> _Directions_
In the comments on city crime below, shorten the paragraph that begins "People used to put up with the same violence in NYC" while keeping its main facts.

> _Source excerpt_
--------

The first step to making your city not a crime-ridden violent shithole is to stop treating it like a badge of honor.

NYC is like this to some extent, but not nearly as extreme as the Bay Area.

Reminds of this choice quote from the Onion: "In addition, 3 million New Yorkers reportedly left the city because they realized the phrase "Only in New York" is actually just a defense mechanism used to convince themselves that seeing a naked man take a shit on a park bench is somehow endearing, or part of some shared cultural experience."[1]

The Bay Area is much worse in this regard. It's the sort of place where privileged rich people treat objectively terrible, horrible as some sort of rite of passage. There's some kind of sick, perverse pride in living in a 24-hour The Wire episode.

[1] http://www.theonion.com/articles/84-million-new-yorkers-sudd...


There is an attitude, a bohemian attitude, a beatnik attitude... that it is more free to live with the junkies and the prostitutes and the gang bangers than to be hiding away behind some gate.

This is what is ultimately being destroyed in San Francisco. A real understanding of what it means to be free.


People used to put up with the same violence in NYC, till they got sick of it and elected mayors who cared about fighting crime more (messrs giuliani and bloomberg). Back in the messrs koch and dinkins eras, NYC was a dump, by and large.

San Jose takes crime seriously and it's constantly up there among the safest large cities in the US.

One can only wish The EB will take crime more seriously. SF is slowly taking crime more seriously. Maybe the EB can lear from SJ and SF a bit.

Undoubtedly some people will raise the issue of profiling criminal behavior[1]. If I had to choose between simmering street violence and occasional police excess (where one can seek redress), I'd choose the latter. Not sure why the EB is so anti-police so much as to spite their own safety. The good of being better policed vastly outweighs, to me, the occasional bad cop. But to each their own.

--------

> _Given data_
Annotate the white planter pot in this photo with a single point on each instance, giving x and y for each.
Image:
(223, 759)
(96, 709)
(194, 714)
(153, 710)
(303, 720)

--------

> _Written answer_
New Yorkers once tolerated the same violence until they tired of it and elected mayors more focused on fighting crime, Giuliani and Bloomberg. Under Koch and Dinkins, the city was largely a dump.